== INSTRUCTIONS TO FOLLOW ==
Below are lines of data; restate word for word those running from the line containing "Task: for each" to the line containing "box: [309, 168, 424, 394]", inclusive, and no others.

=== Begin Enclosure ===

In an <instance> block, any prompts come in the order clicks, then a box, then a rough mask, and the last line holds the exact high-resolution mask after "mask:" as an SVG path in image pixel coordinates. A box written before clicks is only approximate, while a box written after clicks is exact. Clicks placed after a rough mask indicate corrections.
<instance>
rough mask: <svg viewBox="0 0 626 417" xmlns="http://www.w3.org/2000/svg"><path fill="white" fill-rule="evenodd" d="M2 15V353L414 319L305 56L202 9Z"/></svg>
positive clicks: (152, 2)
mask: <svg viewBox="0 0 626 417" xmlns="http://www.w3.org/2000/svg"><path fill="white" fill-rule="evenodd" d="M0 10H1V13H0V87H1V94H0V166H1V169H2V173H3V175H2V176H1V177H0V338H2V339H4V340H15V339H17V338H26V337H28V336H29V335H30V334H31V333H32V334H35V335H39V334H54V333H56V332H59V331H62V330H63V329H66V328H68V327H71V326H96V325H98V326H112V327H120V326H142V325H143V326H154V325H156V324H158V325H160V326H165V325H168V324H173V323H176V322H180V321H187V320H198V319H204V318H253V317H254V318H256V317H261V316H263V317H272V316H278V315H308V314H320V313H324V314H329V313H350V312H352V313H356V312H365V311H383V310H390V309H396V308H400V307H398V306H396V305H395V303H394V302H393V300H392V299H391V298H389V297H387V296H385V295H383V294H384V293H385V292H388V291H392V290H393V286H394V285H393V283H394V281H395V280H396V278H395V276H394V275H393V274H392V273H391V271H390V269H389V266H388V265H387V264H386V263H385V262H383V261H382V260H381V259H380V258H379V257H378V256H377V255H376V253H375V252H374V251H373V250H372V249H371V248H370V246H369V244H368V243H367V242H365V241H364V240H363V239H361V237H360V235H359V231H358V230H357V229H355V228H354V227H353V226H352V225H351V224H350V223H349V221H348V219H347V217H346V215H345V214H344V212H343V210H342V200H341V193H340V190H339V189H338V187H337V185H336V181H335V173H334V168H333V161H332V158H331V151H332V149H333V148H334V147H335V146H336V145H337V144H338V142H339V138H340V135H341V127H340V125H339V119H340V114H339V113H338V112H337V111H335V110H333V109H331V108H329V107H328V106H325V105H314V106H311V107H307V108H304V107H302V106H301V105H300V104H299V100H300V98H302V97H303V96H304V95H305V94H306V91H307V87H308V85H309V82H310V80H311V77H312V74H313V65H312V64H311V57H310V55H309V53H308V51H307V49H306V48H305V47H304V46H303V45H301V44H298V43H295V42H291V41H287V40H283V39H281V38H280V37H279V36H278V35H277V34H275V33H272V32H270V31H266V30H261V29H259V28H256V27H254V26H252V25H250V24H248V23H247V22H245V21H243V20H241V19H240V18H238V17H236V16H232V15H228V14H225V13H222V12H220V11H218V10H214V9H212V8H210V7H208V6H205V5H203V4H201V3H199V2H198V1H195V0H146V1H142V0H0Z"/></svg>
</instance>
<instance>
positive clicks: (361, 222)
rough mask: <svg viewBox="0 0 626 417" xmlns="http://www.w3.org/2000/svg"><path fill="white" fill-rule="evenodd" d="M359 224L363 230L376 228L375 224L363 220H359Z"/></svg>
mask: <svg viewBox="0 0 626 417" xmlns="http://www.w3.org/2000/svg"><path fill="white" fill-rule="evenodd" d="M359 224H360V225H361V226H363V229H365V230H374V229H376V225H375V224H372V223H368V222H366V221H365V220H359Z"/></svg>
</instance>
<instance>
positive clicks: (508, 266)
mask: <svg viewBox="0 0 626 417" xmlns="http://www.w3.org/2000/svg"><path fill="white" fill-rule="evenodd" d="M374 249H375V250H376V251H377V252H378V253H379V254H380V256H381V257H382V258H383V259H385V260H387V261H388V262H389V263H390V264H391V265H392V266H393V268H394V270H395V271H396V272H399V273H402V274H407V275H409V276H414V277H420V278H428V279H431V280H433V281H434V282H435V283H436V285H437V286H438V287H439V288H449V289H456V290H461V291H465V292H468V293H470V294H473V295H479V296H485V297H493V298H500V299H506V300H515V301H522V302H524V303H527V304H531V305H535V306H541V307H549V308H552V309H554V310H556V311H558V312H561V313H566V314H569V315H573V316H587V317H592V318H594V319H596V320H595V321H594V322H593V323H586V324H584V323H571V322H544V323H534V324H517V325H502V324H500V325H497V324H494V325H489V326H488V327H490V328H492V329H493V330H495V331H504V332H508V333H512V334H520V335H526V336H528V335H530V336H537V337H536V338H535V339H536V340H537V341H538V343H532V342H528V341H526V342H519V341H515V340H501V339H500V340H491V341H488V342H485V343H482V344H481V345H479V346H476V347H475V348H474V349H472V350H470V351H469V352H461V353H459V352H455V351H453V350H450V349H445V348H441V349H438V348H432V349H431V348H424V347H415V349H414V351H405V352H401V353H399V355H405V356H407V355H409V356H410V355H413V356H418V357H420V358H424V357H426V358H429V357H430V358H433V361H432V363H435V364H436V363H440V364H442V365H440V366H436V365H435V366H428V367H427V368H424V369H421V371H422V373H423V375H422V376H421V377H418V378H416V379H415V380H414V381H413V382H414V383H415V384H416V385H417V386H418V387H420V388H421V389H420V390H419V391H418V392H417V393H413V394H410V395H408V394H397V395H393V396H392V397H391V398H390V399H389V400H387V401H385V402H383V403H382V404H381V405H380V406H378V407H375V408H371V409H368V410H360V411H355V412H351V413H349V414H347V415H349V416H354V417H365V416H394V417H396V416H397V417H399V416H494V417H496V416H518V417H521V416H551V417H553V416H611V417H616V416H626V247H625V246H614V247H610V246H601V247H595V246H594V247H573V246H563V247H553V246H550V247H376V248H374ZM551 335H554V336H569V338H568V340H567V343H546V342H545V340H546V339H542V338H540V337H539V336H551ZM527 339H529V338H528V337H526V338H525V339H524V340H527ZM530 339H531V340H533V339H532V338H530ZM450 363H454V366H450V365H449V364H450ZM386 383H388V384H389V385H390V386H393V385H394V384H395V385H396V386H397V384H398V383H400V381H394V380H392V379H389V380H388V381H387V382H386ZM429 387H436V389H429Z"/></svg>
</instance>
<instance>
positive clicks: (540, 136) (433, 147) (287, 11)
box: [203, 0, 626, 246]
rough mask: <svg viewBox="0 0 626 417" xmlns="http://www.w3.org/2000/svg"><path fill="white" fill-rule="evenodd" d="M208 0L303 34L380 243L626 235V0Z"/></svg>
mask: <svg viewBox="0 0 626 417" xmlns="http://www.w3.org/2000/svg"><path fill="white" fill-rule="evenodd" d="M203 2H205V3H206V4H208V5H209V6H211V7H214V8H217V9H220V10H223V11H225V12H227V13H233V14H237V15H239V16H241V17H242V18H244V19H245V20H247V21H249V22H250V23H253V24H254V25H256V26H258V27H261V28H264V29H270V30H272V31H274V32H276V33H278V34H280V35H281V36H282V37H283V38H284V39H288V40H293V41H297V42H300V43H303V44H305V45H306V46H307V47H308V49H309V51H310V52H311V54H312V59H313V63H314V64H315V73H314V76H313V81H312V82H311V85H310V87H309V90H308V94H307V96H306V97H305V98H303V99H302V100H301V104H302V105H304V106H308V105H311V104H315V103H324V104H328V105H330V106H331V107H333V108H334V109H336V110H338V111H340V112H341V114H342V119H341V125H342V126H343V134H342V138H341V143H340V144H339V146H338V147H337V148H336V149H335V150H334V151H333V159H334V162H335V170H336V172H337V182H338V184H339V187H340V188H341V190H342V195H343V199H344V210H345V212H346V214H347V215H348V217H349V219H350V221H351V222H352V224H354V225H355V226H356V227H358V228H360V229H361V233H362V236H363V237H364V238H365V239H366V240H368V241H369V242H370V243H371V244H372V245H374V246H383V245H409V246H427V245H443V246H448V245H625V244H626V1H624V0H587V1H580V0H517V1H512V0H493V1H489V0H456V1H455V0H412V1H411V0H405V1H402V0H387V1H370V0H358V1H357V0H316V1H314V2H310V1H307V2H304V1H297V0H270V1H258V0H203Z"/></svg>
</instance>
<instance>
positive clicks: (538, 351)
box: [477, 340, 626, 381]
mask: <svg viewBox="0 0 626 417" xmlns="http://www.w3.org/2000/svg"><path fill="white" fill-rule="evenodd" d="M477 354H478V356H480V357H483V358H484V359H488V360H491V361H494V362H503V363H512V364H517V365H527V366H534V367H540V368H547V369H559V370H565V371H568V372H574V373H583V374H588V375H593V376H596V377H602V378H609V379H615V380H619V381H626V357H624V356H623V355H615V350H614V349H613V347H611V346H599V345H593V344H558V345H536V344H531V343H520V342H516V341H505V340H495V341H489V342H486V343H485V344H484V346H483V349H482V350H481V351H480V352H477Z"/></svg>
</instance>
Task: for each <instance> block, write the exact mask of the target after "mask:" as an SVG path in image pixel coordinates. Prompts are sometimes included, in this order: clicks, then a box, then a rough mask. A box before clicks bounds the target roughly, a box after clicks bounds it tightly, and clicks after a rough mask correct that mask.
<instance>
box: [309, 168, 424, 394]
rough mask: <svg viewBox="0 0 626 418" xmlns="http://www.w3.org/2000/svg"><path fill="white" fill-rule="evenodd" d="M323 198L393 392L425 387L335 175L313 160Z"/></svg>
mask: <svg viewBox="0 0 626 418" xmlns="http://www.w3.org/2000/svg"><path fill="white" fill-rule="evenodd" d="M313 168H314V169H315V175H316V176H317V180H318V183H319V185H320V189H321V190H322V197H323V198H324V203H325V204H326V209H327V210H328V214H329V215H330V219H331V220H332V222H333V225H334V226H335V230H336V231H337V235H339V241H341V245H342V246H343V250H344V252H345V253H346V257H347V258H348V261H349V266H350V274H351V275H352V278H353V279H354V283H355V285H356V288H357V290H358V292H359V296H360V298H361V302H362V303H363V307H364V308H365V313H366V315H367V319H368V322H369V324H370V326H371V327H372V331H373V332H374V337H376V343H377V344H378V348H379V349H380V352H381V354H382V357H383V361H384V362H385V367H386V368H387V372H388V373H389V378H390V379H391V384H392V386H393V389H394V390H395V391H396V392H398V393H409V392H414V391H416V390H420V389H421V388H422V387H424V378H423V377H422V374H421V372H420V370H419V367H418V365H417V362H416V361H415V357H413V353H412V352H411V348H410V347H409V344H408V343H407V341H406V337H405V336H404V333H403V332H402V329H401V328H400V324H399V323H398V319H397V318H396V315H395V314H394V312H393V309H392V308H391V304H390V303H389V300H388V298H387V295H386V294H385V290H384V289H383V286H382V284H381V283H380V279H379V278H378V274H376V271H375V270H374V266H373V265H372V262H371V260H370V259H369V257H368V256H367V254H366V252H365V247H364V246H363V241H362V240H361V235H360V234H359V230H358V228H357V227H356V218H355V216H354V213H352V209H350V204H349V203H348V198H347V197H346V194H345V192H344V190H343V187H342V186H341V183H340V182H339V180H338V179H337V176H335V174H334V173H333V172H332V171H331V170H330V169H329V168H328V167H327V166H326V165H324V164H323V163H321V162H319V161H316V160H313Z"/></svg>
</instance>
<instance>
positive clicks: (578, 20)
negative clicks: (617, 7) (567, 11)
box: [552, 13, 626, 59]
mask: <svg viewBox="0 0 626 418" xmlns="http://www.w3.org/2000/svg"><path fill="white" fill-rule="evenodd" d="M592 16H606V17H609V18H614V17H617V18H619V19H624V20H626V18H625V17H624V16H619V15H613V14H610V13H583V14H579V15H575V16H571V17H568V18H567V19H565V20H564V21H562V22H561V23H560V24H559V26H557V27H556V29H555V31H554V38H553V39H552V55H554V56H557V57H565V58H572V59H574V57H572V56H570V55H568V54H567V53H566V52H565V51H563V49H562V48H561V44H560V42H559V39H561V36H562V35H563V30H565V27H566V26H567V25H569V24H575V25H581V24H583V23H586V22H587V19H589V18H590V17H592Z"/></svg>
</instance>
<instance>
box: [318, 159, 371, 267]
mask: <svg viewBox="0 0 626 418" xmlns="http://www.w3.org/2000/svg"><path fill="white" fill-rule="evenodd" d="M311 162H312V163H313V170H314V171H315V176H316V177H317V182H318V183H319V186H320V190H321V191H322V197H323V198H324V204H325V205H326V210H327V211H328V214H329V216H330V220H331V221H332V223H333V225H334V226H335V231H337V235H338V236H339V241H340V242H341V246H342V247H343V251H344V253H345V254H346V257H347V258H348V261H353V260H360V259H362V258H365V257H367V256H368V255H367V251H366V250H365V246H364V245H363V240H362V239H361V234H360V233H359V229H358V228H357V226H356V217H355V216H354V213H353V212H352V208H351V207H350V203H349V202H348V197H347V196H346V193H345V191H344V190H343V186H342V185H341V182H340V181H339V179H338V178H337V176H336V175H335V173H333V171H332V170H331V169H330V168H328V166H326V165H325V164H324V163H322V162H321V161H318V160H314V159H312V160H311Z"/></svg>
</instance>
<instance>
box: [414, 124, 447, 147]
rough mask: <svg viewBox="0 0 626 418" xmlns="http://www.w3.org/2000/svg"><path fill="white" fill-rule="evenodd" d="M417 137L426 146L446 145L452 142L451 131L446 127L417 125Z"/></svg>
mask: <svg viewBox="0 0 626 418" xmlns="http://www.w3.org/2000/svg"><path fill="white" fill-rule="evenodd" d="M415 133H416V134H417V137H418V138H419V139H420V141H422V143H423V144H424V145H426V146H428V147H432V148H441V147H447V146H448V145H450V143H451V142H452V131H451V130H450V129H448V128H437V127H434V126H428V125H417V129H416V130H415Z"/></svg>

=== End Enclosure ===

== RESPONSE TO THE TASK ==
Task: for each <instance> block, write the exact mask of the target after "mask:" as an SVG path in image pixel coordinates. Prompts are sometimes included, in this order: clicks, then a box, then a rough mask. A box before clicks bounds the target roughly, a box after clicks bounds it tightly, and clicks after a rough mask correct that mask.
<instance>
box: [309, 168, 424, 394]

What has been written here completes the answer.